* _Work item_: Your response should consist of the records below, repeated exactly.

* _Source information_:
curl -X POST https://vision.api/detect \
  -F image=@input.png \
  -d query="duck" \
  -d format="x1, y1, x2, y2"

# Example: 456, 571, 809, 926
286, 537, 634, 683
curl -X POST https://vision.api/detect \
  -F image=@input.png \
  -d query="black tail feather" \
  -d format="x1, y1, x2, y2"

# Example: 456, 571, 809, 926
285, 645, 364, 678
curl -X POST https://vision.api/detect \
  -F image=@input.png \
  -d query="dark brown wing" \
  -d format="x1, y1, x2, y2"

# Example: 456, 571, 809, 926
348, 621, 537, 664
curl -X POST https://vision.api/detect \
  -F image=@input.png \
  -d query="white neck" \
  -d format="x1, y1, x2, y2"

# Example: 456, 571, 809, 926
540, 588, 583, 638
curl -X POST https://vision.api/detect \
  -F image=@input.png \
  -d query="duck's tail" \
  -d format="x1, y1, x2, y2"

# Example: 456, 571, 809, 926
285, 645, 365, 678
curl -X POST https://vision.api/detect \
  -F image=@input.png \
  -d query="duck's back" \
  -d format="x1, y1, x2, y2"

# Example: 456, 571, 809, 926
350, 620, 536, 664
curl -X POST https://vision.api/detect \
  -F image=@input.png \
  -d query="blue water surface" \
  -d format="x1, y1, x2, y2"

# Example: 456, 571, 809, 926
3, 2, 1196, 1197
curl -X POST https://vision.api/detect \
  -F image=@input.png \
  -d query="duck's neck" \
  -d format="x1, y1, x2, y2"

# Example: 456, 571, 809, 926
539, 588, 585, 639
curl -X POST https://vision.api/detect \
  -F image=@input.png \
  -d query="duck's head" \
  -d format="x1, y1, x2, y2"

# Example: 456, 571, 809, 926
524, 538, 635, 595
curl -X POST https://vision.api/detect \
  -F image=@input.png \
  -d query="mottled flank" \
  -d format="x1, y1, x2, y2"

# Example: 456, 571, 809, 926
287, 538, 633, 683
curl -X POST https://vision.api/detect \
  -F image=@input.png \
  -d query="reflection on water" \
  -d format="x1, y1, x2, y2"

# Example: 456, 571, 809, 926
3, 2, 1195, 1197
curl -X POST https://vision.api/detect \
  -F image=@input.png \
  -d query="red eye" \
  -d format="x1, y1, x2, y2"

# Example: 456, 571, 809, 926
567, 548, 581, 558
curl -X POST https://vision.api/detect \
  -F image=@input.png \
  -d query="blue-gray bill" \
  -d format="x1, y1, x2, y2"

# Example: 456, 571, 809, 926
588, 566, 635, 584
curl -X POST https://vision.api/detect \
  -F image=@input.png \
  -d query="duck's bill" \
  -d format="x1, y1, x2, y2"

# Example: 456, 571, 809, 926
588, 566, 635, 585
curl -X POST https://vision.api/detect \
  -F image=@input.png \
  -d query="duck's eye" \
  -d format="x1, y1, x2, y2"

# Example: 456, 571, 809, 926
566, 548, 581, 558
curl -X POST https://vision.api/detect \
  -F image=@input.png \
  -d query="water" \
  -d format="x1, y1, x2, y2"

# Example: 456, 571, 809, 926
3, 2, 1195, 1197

* _Written response_:
curl -X POST https://vision.api/detect \
  -F image=@input.png \
  -d query="duck" \
  -d format="x1, y1, x2, y2"

# Example: 456, 571, 809, 926
286, 537, 634, 683
curl -X POST https://vision.api/detect \
  -F image=@input.png \
  -d query="black tail feather" \
  -d format="x1, y1, x2, y2"

# Example: 456, 571, 809, 926
285, 645, 364, 678
curl -X POST https://vision.api/detect \
  -F image=@input.png \
  -d query="dark brown wing" \
  -d format="x1, y1, x2, y2"

# Example: 456, 571, 809, 926
348, 621, 537, 664
curl -X POST https://vision.api/detect \
  -F image=@input.png \
  -d query="white neck" \
  -d format="x1, y1, x2, y2"

# Example: 456, 571, 809, 926
540, 588, 583, 638
curl -X POST https://vision.api/detect \
  -F image=@input.png \
  -d query="duck's tail" \
  -d format="x1, y1, x2, y2"

# Example: 456, 571, 809, 926
285, 645, 365, 678
curl -X POST https://vision.api/detect \
  -F image=@input.png \
  -d query="duck's back" \
  -d format="x1, y1, x2, y2"

# Example: 456, 571, 809, 926
350, 620, 536, 664
curl -X POST https://vision.api/detect \
  -F image=@input.png \
  -d query="blue water surface" \
  -d format="x1, y1, x2, y2"

# Example: 456, 571, 809, 926
3, 2, 1196, 1197
curl -X POST https://vision.api/detect \
  -F image=@input.png \
  -d query="duck's neck" \
  -d format="x1, y1, x2, y2"

# Example: 456, 571, 809, 926
539, 588, 585, 639
curl -X POST https://vision.api/detect \
  -F image=@input.png \
  -d query="duck's head" \
  -d format="x1, y1, x2, y2"

# Example: 456, 571, 809, 926
524, 538, 635, 595
curl -X POST https://vision.api/detect \
  -F image=@input.png \
  -d query="mottled flank" \
  -d format="x1, y1, x2, y2"

# Example: 456, 571, 809, 926
287, 538, 633, 683
curl -X POST https://vision.api/detect \
  -F image=@input.png \
  -d query="reflection on water" \
  -d format="x1, y1, x2, y2"

# Example: 456, 571, 809, 926
3, 2, 1195, 1197
curl -X POST https://vision.api/detect \
  -F image=@input.png \
  -d query="red eye" \
  -d format="x1, y1, x2, y2"

# Example: 456, 571, 809, 926
567, 548, 581, 558
curl -X POST https://vision.api/detect \
  -F image=@input.png \
  -d query="blue-gray bill" \
  -d format="x1, y1, x2, y2"

# Example: 456, 571, 809, 926
588, 566, 635, 584
curl -X POST https://vision.api/detect \
  -F image=@input.png \
  -d query="duck's bill" \
  -d format="x1, y1, x2, y2"

# Example: 456, 571, 809, 926
588, 566, 635, 585
curl -X POST https://vision.api/detect \
  -F image=@input.png \
  -d query="duck's eye" \
  -d format="x1, y1, x2, y2"

# Example: 456, 571, 809, 926
566, 548, 581, 558
curl -X POST https://vision.api/detect \
  -F image=@input.png \
  -d query="water" \
  -d format="x1, y1, x2, y2"

# Example: 456, 571, 809, 926
3, 2, 1195, 1197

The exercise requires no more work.